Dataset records
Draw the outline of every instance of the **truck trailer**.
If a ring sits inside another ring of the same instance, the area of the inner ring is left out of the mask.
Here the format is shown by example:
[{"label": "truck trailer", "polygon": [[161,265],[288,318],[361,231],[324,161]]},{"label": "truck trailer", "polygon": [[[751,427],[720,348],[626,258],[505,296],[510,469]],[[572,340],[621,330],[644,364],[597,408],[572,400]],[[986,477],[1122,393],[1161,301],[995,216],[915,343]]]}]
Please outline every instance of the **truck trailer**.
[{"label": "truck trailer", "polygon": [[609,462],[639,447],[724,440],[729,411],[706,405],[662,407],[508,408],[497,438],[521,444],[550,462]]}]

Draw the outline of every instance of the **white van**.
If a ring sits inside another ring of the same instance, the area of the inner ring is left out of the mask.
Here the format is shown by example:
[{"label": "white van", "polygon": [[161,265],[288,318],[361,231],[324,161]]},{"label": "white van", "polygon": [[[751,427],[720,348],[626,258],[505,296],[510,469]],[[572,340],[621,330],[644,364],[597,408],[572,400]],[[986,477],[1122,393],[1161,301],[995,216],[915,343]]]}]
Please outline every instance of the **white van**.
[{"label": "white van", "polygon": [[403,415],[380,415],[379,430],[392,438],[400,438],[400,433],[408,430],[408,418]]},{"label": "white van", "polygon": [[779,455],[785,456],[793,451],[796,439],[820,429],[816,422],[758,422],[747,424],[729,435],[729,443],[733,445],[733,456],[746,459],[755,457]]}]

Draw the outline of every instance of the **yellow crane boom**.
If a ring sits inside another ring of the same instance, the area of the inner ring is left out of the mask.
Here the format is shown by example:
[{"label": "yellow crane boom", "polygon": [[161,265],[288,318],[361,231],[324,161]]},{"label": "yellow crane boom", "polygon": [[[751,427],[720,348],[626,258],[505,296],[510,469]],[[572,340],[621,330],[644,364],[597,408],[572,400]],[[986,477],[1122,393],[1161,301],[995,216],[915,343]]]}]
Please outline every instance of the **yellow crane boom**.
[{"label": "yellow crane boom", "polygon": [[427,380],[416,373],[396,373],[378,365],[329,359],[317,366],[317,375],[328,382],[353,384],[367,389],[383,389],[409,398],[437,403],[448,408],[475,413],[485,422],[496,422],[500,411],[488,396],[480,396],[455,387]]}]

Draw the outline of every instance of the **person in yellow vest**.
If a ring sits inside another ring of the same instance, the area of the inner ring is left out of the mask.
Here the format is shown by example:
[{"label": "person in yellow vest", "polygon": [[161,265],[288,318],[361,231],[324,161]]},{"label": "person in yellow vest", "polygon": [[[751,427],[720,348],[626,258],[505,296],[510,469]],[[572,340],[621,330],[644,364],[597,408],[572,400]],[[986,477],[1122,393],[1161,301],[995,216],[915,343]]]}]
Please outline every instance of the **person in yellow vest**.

### WHAT IS BEING ASKED:
Give the data again. Keep every line identical.

### EXERCISE OUTPUT:
Draw the outline of every instance of the **truck trailer**.
If a ring sits inside another ring of the same instance, the area of the inner ring is left out of the mask.
Here the format is shown by example:
[{"label": "truck trailer", "polygon": [[161,265],[288,318],[361,231],[324,161]]},{"label": "truck trailer", "polygon": [[[751,427],[720,348],[626,258],[505,296],[510,469]],[[572,340],[621,330],[644,364],[597,408],[572,400]],[[986,477],[1122,393],[1161,301],[995,216],[915,343]]]}]
Please outline every instance of the **truck trailer**.
[{"label": "truck trailer", "polygon": [[609,462],[639,447],[724,440],[729,411],[706,405],[662,407],[508,408],[497,438],[521,444],[550,462]]}]

Draw the outline of every instance of the **white van**.
If a ring sits inside another ring of the same instance, the area of the inner ring is left out of the mask.
Here the format is shown by example:
[{"label": "white van", "polygon": [[161,265],[288,318],[361,231],[324,161]]},{"label": "white van", "polygon": [[[751,427],[720,348],[626,258],[505,296],[510,469]],[[572,340],[621,330],[644,364],[597,408],[572,400]],[[986,477],[1122,393],[1161,301],[995,216],[915,343]]]}]
Please outline every instance of the **white van**.
[{"label": "white van", "polygon": [[403,415],[380,415],[379,430],[392,438],[400,438],[400,433],[408,430],[408,418]]},{"label": "white van", "polygon": [[779,455],[785,456],[793,451],[796,439],[820,429],[816,422],[758,422],[747,424],[729,435],[729,443],[733,445],[733,456],[746,459],[755,457]]}]

Draw the outline of every instance of the **yellow crane boom**.
If a ring sits inside another ring of the same instance, the area of the inner ring is left out of the mask.
Here the format is shown by example:
[{"label": "yellow crane boom", "polygon": [[161,265],[288,318],[361,231],[324,161]]},{"label": "yellow crane boom", "polygon": [[[751,427],[720,348],[626,258],[505,296],[510,469]],[[572,340],[621,330],[644,364],[597,408],[572,400]],[[986,477],[1122,393],[1161,301],[995,216],[915,343]]]}]
Please outline every instance of the **yellow crane boom**.
[{"label": "yellow crane boom", "polygon": [[427,380],[416,373],[396,373],[378,365],[329,359],[317,366],[317,375],[328,382],[353,384],[367,389],[383,389],[409,398],[437,403],[448,408],[475,413],[485,422],[496,422],[500,411],[488,396],[480,396],[455,387]]}]

Draw the outline of every instance of the **person in yellow vest**.
If a ring sits inside another ring of the same instance, the area of the inner ring is left out of the mask.
Here the format is shown by example:
[{"label": "person in yellow vest", "polygon": [[161,265],[288,318],[361,231],[324,161]]},{"label": "person in yellow vest", "polygon": [[[751,427],[720,348],[626,258],[505,296],[510,469]],[[572,340],[621,330],[644,364],[597,408],[572,400]],[[986,477],[1122,393],[1161,301],[995,216],[915,343]]]}]
Please outline every instance of the **person in yellow vest**.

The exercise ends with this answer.